• [Short exercise]:
Copy the stretch of material from its start through the line containing "911], [194, 938]]]", requests included. Shift every coordinate in the answers by adding 132 to it.
## begin The records
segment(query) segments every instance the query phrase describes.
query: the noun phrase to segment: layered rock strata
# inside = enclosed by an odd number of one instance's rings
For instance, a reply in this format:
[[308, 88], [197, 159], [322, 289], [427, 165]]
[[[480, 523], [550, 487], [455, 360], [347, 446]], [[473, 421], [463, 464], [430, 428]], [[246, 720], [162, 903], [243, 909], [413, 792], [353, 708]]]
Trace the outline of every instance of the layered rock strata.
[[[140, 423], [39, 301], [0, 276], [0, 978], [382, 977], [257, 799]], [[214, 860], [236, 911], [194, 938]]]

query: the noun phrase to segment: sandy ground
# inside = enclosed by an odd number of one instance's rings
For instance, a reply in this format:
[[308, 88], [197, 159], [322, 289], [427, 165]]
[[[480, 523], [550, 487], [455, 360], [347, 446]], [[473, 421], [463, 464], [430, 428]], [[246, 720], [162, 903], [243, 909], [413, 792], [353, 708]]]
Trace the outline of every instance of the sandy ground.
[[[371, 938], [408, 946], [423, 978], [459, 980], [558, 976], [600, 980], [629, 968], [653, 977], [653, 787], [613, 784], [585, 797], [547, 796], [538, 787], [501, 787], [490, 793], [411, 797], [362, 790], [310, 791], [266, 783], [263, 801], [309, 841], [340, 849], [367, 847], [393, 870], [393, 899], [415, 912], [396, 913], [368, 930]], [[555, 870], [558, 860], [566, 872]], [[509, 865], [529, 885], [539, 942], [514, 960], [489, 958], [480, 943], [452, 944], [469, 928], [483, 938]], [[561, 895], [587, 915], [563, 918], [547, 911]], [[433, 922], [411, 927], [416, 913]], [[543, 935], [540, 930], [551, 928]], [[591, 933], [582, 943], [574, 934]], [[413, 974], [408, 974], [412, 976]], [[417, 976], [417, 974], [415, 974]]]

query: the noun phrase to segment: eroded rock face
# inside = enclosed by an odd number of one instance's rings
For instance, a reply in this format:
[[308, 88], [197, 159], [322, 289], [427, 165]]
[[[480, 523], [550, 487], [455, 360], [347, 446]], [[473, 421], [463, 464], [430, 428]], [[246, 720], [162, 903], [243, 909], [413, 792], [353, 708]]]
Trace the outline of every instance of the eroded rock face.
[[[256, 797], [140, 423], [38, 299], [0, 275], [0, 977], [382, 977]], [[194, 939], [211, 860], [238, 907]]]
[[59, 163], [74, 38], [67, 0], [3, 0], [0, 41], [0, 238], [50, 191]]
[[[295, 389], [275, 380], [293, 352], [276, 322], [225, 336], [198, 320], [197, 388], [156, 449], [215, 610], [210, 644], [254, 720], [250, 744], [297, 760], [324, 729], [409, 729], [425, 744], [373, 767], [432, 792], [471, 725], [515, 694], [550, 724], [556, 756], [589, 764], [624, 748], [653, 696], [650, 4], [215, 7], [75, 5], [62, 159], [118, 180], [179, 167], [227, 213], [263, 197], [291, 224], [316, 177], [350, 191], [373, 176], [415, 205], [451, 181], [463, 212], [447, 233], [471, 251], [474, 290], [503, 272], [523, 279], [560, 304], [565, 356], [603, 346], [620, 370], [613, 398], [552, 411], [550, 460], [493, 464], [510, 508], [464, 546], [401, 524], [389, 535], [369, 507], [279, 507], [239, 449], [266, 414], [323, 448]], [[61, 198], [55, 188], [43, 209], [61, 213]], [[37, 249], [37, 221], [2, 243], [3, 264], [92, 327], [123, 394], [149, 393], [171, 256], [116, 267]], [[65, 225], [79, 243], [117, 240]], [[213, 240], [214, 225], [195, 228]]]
## end The records
• [Solution to the exercise]:
segment(query) segments every instance the query phrase describes.
query: the noun phrase to segment: layered rock strata
# inside = enclosed by an odd number of one instance's rings
For instance, a reply in this format:
[[308, 88], [197, 159], [322, 289], [427, 165]]
[[[480, 523], [550, 487], [455, 360], [347, 446]], [[473, 421], [463, 464], [430, 428]], [[246, 720], [162, 903], [243, 909], [413, 792], [353, 708]]]
Trace the outline of every instance of the layered rock strata.
[[[272, 555], [171, 433], [132, 408], [132, 1110], [514, 1109], [389, 931]], [[346, 992], [368, 1043], [326, 1070]]]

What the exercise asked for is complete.